Consignes:
[A] Résumez en deux phrases le texte sur la collaboration entre religieux.
[B] Répondez s'il vous plaît aux questions suivantes d'après le texte sur la collaboration entre religieux :
(i) À quelle fréquence les réunions plénières des associations se sont-elles déroulées ?
(ii) En quelles années les colloques nationaux ont-ils été tenus ?
(iii) Combien de colloques de formation à la vie religieuse l'ASUMA et USUMA-Katanga ont-elles organisés ?
[C] Recopiez le passage du texte sur la collaboration entre religieux à partir de « On constate donc » jusqu'à « de nos Associations. » inclus.

─── Texte fourni

On constate donc que dès leur origine, nos associations ont été fondées pour favoriser la collaboration entre les religieux, plus particulièrement en vue de coordonner les initiatives communes de leurs membres dans les domaines de la formation et de la mission. Dans mon exposé, je ne retiendrai que trois formes de collaboration entre instituts : premièrement, les assemblées plénières, les colloques et la rédaction des annuaires ; deuxièmement, le travail des commissions ; et, troisièmement, la gestion des instituts de formation, pour ébaucher une réflexion sur les aspects positifs, les difficultés rencontrées et formuler ensuite quelques recommandations en vue d’une collaboration plus effective dans la ligne de Perfectae caritatis, Vita consecrata et des statuts de nos Associations.

Réunions plénières, colloques et annuaires

Les réunions plénières de nos associations se sont déroulées avec régularité de trois ans en trois ans depuis leur création jusqu’à nos jours. Elles ont abordé nombre de thèmes concernant la vie religieuse : sa signification et sa place dans l’Église du Congo et dans la société congolaise, ses formes de vie, les défis posés par le contexte, les conditions matérielles de son bon fonctionnement, son inculturation... Il serait d’ailleurs fort intéressant que les historiens se penchent sur la riche documentation que constituent les actes de ces assemblées. Certaines d’entre elles ont été suivies de déclarations communes pour faire face à des situations critiques que traversait le pays [6]. Il faut malheureusement déplorer que souvent ces textes sont peu connus des religieux « à la base ».

Parmi les initiatives sur le plan national, signalons également les colloques nationaux tenus en 2003, 2007, 2010 et 2013 sur la place de la vie consacrée dans l’Église du Congo, l’inculturation de la vie consacrée et la formation [7]. Pour leur part l’ASUMA et USUMA-Katanga ont organisé cinq colloques de formation à la vie religieuse qui ont toujours été préparés par une équipe de consacrés de différentes congrégations et ont vu la participation d’un groupe de 80 à 100 personnes. Dans les dernières éditions, les membres des instituts séculiers ont aussi été invités comme participants et conférenciers. Les thèmes abordés ont été « L’intégration dans son être propre et dans l’institut », les trois vœux : « Former à la pauvreté évangélique » (2007), « Former à l’obéissance à la suite du Christ » (2009) ; « Former à la chasteté en vue du Royaume » (2011) et la vie fraternelle : « Former à la vie de communauté » (2013) [8].

──────
─── Données

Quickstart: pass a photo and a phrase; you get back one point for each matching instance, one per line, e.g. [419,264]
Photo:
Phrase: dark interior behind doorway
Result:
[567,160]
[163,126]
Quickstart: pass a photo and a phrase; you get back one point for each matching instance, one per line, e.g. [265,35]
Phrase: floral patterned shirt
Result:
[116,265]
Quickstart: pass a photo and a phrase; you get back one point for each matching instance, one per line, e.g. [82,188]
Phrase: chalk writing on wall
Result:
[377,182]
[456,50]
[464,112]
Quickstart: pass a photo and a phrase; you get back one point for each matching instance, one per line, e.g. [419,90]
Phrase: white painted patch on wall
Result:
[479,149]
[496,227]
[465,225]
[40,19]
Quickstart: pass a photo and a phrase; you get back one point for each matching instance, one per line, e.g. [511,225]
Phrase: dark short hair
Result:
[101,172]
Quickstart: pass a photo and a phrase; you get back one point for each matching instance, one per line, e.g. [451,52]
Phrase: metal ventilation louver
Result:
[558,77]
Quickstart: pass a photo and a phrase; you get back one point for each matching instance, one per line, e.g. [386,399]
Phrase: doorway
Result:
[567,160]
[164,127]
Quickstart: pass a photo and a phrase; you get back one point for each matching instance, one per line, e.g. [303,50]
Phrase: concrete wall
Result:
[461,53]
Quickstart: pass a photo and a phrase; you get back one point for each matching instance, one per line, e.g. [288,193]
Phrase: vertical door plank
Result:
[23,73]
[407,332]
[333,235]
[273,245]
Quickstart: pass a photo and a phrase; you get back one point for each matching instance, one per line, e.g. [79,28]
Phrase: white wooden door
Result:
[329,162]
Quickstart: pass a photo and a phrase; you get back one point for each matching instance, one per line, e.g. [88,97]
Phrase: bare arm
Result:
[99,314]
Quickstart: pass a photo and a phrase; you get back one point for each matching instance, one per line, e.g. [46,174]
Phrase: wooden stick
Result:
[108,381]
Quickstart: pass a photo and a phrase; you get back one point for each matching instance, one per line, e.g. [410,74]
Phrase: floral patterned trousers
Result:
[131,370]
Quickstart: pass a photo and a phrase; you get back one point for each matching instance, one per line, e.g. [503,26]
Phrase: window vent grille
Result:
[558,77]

──────

Réponses aux consignes:
[A] Les associations de religieux ont été fondées pour favoriser la collaboration entre religieux, en particulier dans la formation et la mission, et l'exposé retient trois formes de collaboration entre instituts. Leurs réunions plénières, tenues tous les trois ans, ont abordé de nombreux thèmes de la vie religieuse, et des colloques nationaux ainsi que des colloques de formation organisés par l'ASUMA et USUMA-Katanga s'y sont ajoutés.

[B]
(i) De trois ans en trois ans.
(ii) En 2003, 2007, 2010 et 2013.
(iii) Cinq.

[C]
On constate donc que dès leur origine, nos associations ont été fondées pour favoriser la collaboration entre les religieux, plus particulièrement en vue de coordonner les initiatives communes de leurs membres dans les domaines de la formation et de la mission. Dans mon exposé, je ne retiendrai que trois formes de collaboration entre instituts : premièrement, les assemblées plénières, les colloques et la rédaction des annuaires ; deuxièmement, le travail des commissions ; et, troisièmement, la gestion des instituts de formation, pour ébaucher une réflexion sur les aspects positifs, les difficultés rencontrées et formuler ensuite quelques recommandations en vue d’une collaboration plus effective dans la ligne de Perfectae caritatis, Vita consecrata et des statuts de nos Associations.